Exercise instructions: Without the pictures, return each record as it appears.

Stored data entries

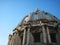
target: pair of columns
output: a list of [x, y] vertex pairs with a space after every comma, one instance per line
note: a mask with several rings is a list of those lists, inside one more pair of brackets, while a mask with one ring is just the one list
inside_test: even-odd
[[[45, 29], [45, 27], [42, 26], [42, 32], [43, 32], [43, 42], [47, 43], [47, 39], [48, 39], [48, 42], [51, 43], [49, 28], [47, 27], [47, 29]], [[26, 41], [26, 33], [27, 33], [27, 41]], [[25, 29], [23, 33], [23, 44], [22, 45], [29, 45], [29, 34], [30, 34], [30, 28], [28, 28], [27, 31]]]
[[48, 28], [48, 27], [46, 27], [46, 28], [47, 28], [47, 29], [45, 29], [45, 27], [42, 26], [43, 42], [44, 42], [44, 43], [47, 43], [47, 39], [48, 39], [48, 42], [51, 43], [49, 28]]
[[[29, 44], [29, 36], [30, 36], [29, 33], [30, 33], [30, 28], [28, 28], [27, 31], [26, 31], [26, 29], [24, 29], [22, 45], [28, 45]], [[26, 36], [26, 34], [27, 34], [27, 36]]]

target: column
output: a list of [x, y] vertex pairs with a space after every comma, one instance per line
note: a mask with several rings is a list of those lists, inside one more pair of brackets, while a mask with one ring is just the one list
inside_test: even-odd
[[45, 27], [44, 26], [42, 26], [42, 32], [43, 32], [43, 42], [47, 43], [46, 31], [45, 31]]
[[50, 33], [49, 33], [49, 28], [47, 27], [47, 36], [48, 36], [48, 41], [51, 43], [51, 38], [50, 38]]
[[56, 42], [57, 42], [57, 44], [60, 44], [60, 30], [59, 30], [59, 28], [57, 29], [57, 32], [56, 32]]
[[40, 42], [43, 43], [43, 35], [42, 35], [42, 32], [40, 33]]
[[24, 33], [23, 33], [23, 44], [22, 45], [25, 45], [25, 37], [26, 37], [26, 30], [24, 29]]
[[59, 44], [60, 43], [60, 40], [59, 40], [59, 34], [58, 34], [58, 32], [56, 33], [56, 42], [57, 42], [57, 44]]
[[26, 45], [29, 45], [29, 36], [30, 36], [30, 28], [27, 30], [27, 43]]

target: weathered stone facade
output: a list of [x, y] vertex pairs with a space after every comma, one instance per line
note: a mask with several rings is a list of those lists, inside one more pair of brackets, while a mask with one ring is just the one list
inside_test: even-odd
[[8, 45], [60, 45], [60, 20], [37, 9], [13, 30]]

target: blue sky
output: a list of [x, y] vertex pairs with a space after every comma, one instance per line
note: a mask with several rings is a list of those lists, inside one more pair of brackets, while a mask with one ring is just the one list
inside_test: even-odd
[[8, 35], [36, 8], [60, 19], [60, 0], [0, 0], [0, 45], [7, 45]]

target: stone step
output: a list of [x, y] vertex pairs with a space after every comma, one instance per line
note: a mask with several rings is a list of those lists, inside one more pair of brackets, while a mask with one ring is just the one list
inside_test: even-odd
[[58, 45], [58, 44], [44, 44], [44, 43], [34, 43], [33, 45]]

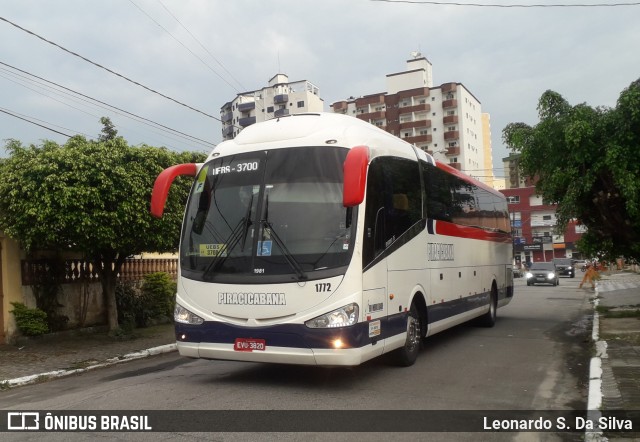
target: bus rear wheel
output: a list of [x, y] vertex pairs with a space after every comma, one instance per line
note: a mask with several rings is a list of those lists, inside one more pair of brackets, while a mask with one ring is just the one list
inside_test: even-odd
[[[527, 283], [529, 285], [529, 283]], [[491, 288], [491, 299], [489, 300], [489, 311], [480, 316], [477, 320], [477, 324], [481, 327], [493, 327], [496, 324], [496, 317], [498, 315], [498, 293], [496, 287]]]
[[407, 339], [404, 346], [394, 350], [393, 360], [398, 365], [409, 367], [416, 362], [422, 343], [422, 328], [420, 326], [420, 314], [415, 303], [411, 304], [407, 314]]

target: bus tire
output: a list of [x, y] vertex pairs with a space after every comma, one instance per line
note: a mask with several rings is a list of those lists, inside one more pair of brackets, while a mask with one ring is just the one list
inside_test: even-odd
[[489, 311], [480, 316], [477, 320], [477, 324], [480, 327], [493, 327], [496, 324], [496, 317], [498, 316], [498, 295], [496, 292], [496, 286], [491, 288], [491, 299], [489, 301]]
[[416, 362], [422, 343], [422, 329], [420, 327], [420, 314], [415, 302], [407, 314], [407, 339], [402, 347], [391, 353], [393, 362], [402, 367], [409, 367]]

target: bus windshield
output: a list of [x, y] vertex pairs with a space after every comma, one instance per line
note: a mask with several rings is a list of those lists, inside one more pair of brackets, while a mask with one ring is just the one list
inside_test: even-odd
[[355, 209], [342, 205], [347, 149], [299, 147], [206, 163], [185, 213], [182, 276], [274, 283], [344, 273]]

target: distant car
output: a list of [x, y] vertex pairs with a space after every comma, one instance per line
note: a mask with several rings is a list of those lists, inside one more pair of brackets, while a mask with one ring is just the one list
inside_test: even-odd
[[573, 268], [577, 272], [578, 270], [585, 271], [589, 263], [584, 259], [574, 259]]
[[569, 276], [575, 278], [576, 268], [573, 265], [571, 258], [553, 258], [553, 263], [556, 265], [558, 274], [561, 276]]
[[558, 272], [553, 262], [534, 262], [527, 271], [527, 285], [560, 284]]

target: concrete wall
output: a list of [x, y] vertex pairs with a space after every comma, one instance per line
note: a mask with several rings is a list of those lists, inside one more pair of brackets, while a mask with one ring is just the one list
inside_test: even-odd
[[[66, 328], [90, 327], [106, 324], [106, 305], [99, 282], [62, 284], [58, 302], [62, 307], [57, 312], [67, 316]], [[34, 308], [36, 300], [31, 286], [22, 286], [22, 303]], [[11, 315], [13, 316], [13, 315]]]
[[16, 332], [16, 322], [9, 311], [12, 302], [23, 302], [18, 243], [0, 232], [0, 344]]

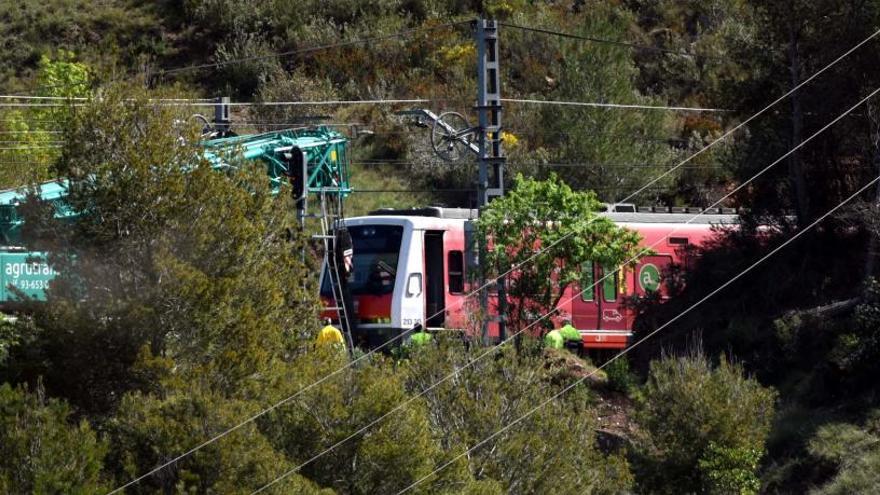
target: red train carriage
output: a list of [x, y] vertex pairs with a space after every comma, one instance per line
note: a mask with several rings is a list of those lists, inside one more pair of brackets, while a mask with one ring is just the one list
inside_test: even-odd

Task result:
target: pair of columns
output: a list of [x, y] vertex pairs with a space after every comma, one instance per line
note: a mask with several rings is a list of those lists, inside one more pair of brackets, while a mask with one ring is just the one list
inside_test: even-odd
[[[45, 29], [45, 27], [42, 26], [42, 32], [43, 32], [43, 42], [47, 43], [47, 39], [48, 39], [48, 42], [51, 43], [49, 28], [47, 27], [47, 29]], [[26, 41], [26, 33], [27, 33], [27, 41]], [[25, 29], [23, 33], [23, 44], [22, 45], [29, 45], [29, 34], [30, 34], [30, 28], [28, 28], [27, 31]]]
[[48, 28], [48, 27], [46, 27], [46, 28], [47, 28], [47, 29], [45, 29], [45, 27], [42, 26], [43, 42], [44, 42], [44, 43], [47, 43], [47, 39], [48, 39], [48, 42], [51, 43], [49, 28]]
[[[29, 44], [29, 36], [30, 36], [29, 33], [30, 33], [30, 28], [28, 28], [27, 31], [26, 31], [26, 29], [24, 29], [22, 45], [28, 45]], [[26, 36], [26, 34], [27, 34], [27, 36]]]

target: column
output: a list of [x, y] vertex pairs with a space after every comma, one instance per line
note: a mask with several rings is a list of those lists, inside one more pair of brackets, while a mask with one ring is just the one list
inside_test: even-odd
[[45, 27], [44, 26], [42, 26], [42, 32], [43, 32], [43, 42], [47, 43], [46, 31], [45, 31]]
[[50, 33], [49, 33], [49, 28], [47, 27], [47, 36], [48, 36], [48, 41], [51, 43], [51, 38], [50, 38]]
[[56, 42], [57, 42], [57, 44], [60, 44], [60, 30], [59, 30], [59, 28], [57, 29], [57, 32], [56, 32]]
[[40, 42], [43, 43], [43, 35], [42, 35], [42, 32], [40, 33]]
[[24, 33], [23, 33], [23, 44], [22, 45], [25, 45], [25, 37], [26, 37], [26, 30], [24, 29]]
[[59, 44], [60, 43], [60, 40], [59, 40], [59, 34], [58, 34], [58, 32], [56, 33], [56, 42], [57, 42], [57, 44]]
[[26, 45], [29, 45], [29, 36], [30, 36], [30, 28], [27, 30], [27, 43]]

target: weathered stone facade
output: a list of [x, y] vertex pairs with a space after every comma, one instance per line
note: a mask with several rings is a list of those lists, inside one more pair of brackets, while a mask with one ring is just the one list
inside_test: even-odd
[[8, 45], [60, 45], [60, 20], [37, 9], [13, 30]]

target: blue sky
output: a list of [x, y] vertex pairs with a space after every comma, one instance per line
note: a mask with several rings is a list of those lists, inside one more pair of brackets, while a mask with one ring is just the one list
inside_test: even-odd
[[8, 35], [36, 8], [60, 19], [60, 0], [0, 0], [0, 45], [7, 45]]

target: stone step
output: a list of [x, y] vertex pairs with a space after every comma, one instance per line
note: a mask with several rings is a list of those lists, inside one more pair of brackets, while a mask with one ring is just the one list
inside_test: even-odd
[[58, 45], [58, 44], [44, 44], [44, 43], [34, 43], [33, 45]]

target: bus rear wheel
output: a list of [x, y] vertex pairs with a space after every comma, one instance per line
note: a mask with several rings is a list of those lists, inside one more pair of brackets, while a mask with one ring is just the one list
inside_test: even-odd
[[[527, 283], [529, 285], [529, 283]], [[491, 288], [491, 299], [489, 300], [489, 311], [480, 316], [477, 320], [477, 324], [481, 327], [493, 327], [496, 324], [496, 317], [498, 315], [498, 293], [496, 287]]]
[[407, 339], [404, 346], [394, 350], [393, 360], [398, 365], [409, 367], [416, 362], [422, 343], [422, 328], [420, 326], [420, 314], [415, 303], [411, 304], [407, 314]]

target: bus tire
output: a list of [x, y] vertex pairs with a space after every comma, one instance per line
note: a mask with several rings is a list of those lists, inside one more pair of brackets, while a mask with one ring is just the one list
inside_test: even-odd
[[489, 311], [480, 316], [477, 320], [477, 324], [480, 327], [493, 327], [496, 324], [496, 317], [498, 316], [498, 295], [496, 292], [496, 286], [491, 288], [491, 299], [489, 301]]
[[416, 362], [422, 343], [422, 329], [420, 327], [420, 314], [415, 302], [407, 314], [407, 339], [402, 347], [391, 353], [393, 362], [402, 367], [409, 367]]

target: bus windshield
output: a list of [x, y] vertex pairs with a space after every comma, one instance per line
note: a mask with several rings is a list of those lists, inside one more pair of brackets, while a mask with one ring is just the one list
inside_test: even-odd
[[355, 209], [342, 205], [347, 149], [299, 147], [206, 163], [185, 213], [182, 276], [274, 283], [344, 273]]

target: distant car
output: a list of [x, y] vertex pairs with a space after every comma, one instance per line
note: a mask with several rings is a list of those lists, inside one more pair of brackets, while a mask with one ring is just the one list
inside_test: even-odd
[[573, 268], [577, 272], [578, 270], [585, 271], [589, 263], [584, 259], [574, 259]]
[[569, 276], [575, 278], [576, 268], [573, 265], [571, 258], [553, 258], [553, 263], [556, 265], [558, 274], [561, 276]]
[[558, 272], [553, 262], [534, 262], [527, 271], [527, 285], [560, 284]]

target: concrete wall
output: a list of [x, y] vertex pairs with a space after every comma, one instance per line
note: a mask with several rings is a list of those lists, inside one more pair of brackets, while a mask with one ring is just the one list
inside_test: even-odd
[[[66, 328], [90, 327], [106, 324], [106, 305], [99, 282], [62, 284], [58, 302], [62, 307], [57, 312], [67, 316]], [[34, 308], [36, 300], [31, 286], [22, 286], [22, 303]], [[11, 315], [13, 316], [13, 315]]]
[[16, 332], [16, 322], [9, 311], [12, 302], [23, 302], [18, 243], [0, 232], [0, 344]]

target: red train carriage
output: a list of [x, y] vertex pairs with a space after every comma, one instance per line
note: a mask with several rings is a list of those lists, inside one more pair of brackets, while a mask with one ring is just the one list
inside_test: even-odd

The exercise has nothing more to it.